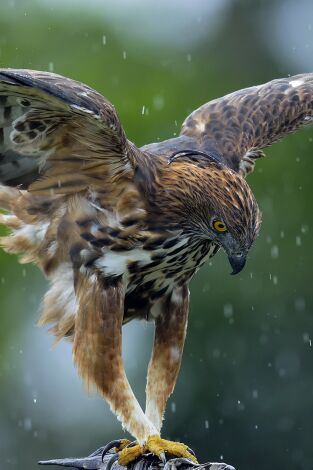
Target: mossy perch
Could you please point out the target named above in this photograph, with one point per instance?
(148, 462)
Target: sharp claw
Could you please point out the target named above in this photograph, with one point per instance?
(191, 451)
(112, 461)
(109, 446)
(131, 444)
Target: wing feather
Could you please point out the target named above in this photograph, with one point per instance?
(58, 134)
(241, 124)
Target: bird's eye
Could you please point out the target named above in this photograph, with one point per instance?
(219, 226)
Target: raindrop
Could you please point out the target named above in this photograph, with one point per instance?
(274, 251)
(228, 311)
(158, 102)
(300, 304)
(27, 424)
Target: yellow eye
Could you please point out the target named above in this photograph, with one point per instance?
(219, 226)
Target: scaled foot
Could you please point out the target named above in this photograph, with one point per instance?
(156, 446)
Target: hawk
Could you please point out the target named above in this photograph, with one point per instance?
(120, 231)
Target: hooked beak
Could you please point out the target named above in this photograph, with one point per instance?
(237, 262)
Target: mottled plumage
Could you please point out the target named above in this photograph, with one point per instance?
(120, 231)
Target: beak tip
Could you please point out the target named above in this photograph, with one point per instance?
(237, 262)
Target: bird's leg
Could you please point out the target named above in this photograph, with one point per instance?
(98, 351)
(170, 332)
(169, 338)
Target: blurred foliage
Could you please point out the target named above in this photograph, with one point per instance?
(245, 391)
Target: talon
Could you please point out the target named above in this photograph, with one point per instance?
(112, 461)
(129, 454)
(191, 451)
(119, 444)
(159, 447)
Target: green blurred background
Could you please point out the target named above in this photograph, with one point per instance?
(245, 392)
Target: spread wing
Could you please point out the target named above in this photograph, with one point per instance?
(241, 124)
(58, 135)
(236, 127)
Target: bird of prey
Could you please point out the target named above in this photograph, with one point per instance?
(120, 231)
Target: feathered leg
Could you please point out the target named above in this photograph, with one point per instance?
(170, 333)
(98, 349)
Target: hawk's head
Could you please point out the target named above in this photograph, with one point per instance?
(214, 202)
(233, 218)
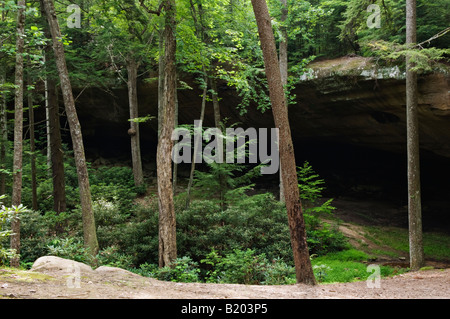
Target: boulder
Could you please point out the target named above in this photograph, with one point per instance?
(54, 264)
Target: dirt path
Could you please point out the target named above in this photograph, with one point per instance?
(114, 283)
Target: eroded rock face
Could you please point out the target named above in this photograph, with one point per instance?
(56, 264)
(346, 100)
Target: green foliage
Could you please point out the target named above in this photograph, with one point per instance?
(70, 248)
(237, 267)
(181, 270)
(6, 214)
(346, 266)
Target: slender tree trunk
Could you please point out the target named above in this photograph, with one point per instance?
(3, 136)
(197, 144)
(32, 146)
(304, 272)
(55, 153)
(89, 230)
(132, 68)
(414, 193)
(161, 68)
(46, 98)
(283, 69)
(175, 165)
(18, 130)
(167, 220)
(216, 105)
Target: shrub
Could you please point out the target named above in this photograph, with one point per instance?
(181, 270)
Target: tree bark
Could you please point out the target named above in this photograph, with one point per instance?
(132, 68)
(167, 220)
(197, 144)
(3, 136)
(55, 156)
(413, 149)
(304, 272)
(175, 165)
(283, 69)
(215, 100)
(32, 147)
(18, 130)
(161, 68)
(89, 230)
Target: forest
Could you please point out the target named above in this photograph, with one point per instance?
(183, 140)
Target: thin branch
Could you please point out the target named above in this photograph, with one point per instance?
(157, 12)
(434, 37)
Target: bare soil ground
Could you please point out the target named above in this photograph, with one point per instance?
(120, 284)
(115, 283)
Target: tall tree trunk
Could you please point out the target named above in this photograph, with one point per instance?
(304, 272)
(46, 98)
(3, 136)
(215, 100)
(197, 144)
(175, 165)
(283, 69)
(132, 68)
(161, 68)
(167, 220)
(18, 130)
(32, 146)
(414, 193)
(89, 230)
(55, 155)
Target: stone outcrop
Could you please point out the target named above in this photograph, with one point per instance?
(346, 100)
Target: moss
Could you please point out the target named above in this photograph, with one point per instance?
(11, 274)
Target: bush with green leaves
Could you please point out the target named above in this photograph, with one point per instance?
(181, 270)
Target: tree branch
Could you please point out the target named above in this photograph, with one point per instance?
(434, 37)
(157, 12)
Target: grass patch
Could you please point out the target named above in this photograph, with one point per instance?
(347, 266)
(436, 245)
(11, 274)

------------------------------

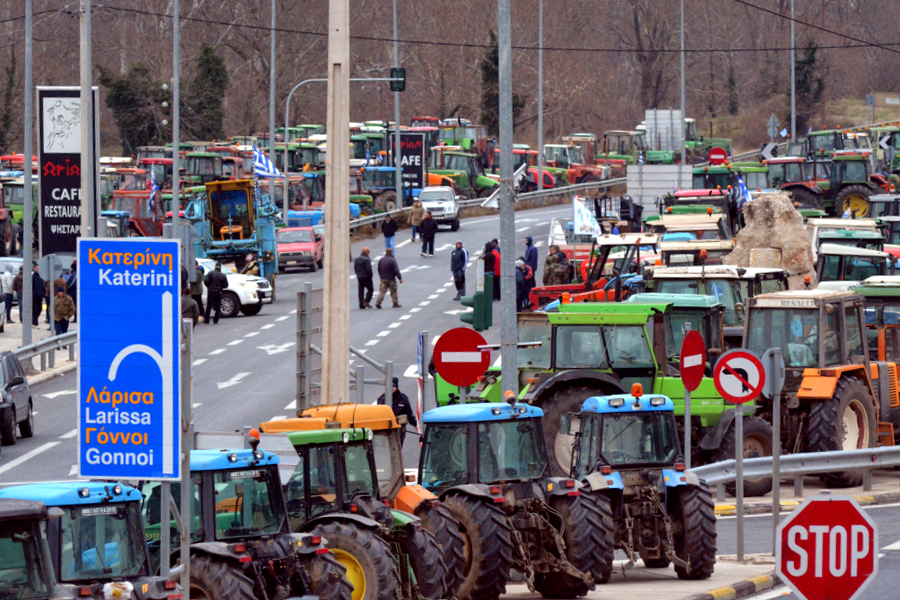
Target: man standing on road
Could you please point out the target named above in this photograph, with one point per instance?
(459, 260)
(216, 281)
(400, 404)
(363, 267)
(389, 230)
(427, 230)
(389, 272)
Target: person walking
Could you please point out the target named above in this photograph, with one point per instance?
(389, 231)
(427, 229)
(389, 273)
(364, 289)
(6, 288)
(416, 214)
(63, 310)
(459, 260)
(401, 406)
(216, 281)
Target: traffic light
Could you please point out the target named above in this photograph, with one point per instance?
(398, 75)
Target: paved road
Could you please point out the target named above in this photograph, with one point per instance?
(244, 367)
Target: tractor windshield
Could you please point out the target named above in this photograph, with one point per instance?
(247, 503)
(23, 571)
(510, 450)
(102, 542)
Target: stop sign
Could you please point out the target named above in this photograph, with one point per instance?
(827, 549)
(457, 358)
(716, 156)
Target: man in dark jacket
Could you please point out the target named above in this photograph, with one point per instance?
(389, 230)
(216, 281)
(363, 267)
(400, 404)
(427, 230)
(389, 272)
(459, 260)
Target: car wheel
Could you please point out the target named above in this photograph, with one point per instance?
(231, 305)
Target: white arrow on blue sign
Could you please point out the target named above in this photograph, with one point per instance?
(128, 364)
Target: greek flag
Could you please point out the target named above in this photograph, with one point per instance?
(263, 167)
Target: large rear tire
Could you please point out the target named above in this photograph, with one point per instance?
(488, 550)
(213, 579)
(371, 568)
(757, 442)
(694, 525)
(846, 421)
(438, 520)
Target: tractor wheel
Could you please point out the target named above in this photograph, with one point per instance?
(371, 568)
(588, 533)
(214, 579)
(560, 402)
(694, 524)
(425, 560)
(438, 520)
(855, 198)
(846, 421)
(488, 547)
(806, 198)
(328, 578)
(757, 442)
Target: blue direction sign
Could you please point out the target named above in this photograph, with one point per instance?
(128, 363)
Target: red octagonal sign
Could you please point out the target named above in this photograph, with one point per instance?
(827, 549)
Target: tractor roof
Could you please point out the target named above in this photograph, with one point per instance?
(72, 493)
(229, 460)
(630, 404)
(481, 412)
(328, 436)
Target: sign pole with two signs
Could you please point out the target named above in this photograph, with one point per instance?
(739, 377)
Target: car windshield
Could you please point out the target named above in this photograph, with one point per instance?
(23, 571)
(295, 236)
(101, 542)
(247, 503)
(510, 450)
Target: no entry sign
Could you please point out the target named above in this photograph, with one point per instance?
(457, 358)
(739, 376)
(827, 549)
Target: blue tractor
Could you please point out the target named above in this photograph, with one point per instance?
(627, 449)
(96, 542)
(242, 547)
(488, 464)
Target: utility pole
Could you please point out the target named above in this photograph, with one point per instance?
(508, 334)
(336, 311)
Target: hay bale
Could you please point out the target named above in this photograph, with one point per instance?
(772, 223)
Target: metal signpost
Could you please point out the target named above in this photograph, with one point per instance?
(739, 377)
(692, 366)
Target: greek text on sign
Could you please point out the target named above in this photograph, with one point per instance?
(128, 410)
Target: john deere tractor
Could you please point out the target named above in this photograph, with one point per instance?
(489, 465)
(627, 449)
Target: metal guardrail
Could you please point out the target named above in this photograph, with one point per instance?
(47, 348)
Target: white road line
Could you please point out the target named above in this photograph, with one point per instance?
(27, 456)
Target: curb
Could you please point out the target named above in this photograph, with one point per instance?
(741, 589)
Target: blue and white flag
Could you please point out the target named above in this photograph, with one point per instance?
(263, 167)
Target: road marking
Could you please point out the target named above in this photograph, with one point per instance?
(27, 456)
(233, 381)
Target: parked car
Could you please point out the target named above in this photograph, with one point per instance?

------------------------------

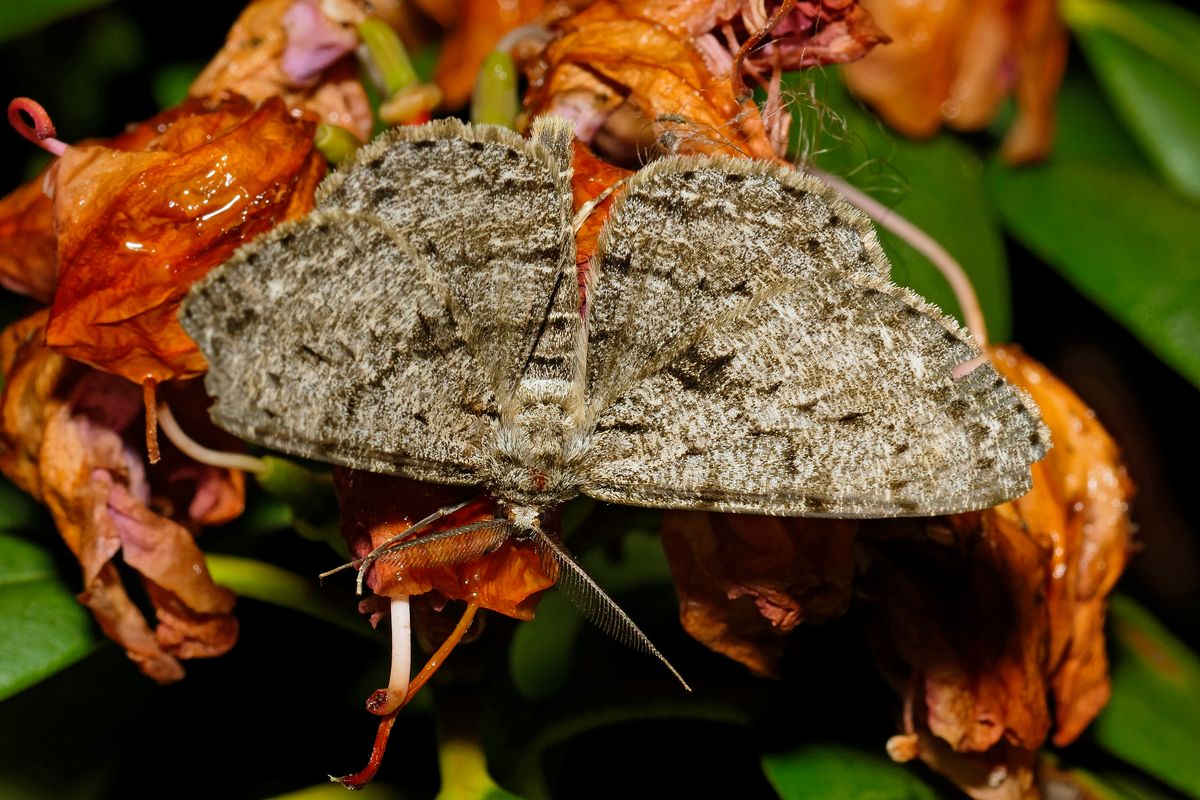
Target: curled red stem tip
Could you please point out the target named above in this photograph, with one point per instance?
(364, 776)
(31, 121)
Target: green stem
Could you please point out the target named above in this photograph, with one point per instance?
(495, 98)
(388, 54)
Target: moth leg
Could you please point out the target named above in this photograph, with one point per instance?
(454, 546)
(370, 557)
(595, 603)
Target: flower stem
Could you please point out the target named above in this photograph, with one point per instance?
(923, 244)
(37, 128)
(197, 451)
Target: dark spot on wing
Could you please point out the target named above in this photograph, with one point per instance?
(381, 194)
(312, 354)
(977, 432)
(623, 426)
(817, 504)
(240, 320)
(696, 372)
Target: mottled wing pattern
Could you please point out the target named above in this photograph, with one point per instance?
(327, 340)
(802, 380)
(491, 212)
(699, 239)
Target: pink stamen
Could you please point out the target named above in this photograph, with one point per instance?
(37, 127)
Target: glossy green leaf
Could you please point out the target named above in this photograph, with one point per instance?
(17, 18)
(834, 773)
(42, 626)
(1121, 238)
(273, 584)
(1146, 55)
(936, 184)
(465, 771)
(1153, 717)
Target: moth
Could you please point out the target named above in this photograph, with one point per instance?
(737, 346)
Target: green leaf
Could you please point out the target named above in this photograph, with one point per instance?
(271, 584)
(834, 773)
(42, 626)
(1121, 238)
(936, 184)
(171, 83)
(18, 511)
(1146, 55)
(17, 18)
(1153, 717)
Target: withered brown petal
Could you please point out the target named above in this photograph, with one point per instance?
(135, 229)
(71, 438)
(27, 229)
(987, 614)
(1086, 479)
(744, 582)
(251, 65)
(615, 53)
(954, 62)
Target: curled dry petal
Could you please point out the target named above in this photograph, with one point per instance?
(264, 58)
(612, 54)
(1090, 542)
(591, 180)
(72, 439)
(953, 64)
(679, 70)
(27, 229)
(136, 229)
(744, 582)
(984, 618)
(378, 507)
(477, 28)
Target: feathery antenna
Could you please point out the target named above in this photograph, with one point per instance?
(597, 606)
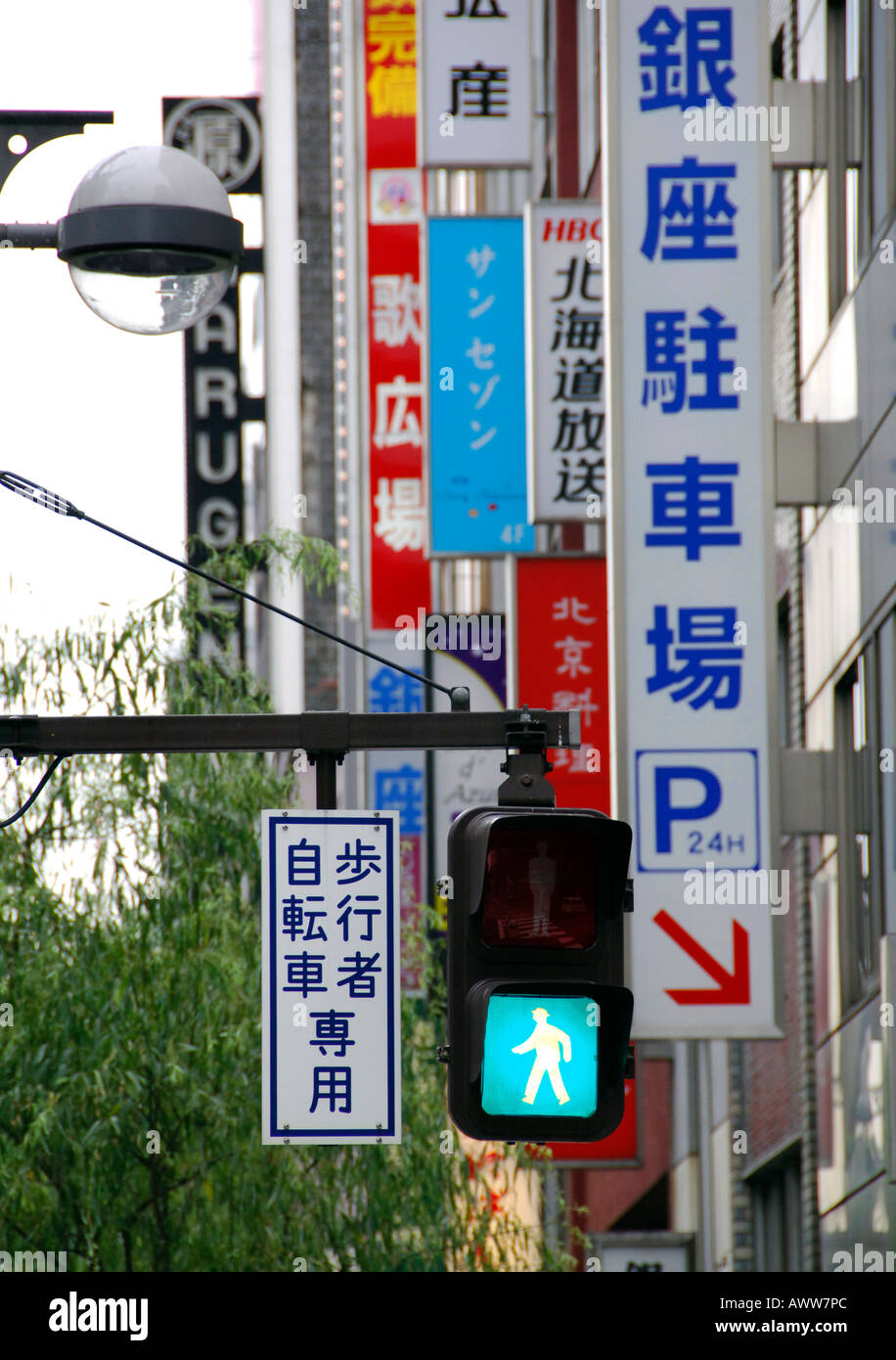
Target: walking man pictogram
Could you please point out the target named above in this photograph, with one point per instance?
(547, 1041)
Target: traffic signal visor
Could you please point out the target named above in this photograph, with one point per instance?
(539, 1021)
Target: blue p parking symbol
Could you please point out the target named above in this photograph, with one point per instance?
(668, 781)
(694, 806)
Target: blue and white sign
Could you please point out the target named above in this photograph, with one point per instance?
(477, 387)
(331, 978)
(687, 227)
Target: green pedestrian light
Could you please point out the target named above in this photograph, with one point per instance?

------------------------------

#### Requirement:
Pick out every line in the records that contains the word "blue" and copy it. Case counts.

#### Finished exercise:
Target: white arrow on blue sign
Target: blue direction sign
Target: blue tractor
Target: blue and white flag
Target: blue p parking symbol
Target: blue and white sign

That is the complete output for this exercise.